-- BEGIN DATA FOR PROCESSING --

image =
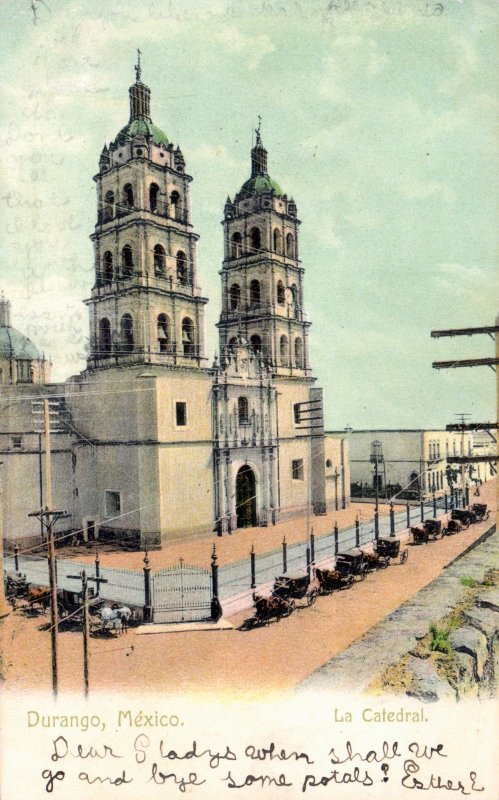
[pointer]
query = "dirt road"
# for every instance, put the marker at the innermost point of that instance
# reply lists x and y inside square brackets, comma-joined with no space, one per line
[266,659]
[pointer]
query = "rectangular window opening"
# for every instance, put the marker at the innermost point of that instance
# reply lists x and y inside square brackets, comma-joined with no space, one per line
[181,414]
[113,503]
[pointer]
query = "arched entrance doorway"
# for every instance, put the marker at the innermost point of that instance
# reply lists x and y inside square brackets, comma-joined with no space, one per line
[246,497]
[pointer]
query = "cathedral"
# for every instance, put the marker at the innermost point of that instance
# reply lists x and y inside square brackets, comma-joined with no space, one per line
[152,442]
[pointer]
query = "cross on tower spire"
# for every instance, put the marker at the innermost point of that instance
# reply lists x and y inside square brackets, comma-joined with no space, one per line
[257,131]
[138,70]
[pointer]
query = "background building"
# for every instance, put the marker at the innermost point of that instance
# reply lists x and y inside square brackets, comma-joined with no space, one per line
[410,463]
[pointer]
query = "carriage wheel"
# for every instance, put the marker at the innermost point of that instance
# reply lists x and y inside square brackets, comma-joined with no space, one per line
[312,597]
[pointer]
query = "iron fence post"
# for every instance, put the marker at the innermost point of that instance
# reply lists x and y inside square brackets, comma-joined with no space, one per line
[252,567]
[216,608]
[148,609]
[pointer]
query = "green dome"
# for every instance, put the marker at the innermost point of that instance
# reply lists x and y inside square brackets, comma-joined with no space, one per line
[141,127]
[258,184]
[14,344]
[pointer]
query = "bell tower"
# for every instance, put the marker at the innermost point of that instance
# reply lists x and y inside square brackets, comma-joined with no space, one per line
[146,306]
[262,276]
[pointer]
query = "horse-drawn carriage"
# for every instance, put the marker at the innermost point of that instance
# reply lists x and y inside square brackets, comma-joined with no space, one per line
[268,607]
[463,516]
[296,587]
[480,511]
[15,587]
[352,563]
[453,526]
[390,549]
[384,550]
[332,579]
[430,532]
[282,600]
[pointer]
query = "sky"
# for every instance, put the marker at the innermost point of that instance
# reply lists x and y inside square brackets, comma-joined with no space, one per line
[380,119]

-- END DATA FOR PROCESSING --
-- BEGIN DATA FOR PROCESSING --

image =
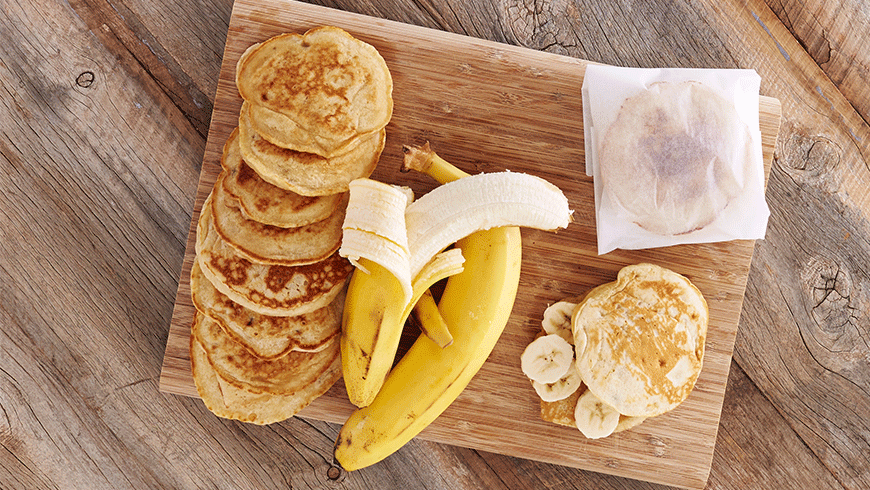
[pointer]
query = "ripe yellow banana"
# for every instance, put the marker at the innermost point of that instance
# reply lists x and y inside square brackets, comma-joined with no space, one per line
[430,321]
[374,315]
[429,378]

-- END DATA FOR PROCESSING --
-- BEGIN DATA FOR PROCESSING --

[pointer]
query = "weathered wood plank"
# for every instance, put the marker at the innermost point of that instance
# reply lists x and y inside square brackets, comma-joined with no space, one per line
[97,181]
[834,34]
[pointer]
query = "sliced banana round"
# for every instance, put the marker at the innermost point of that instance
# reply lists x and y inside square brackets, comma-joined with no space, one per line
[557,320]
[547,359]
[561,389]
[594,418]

-- END DATA FOR PROCESSING --

EXERCISE REQUIREMENTS ->
Report every line in the entries above that contains the word "banana", copying each line in full.

WORKED SOLUTION ->
query = "ripe yellow banana"
query = "sliced banana round"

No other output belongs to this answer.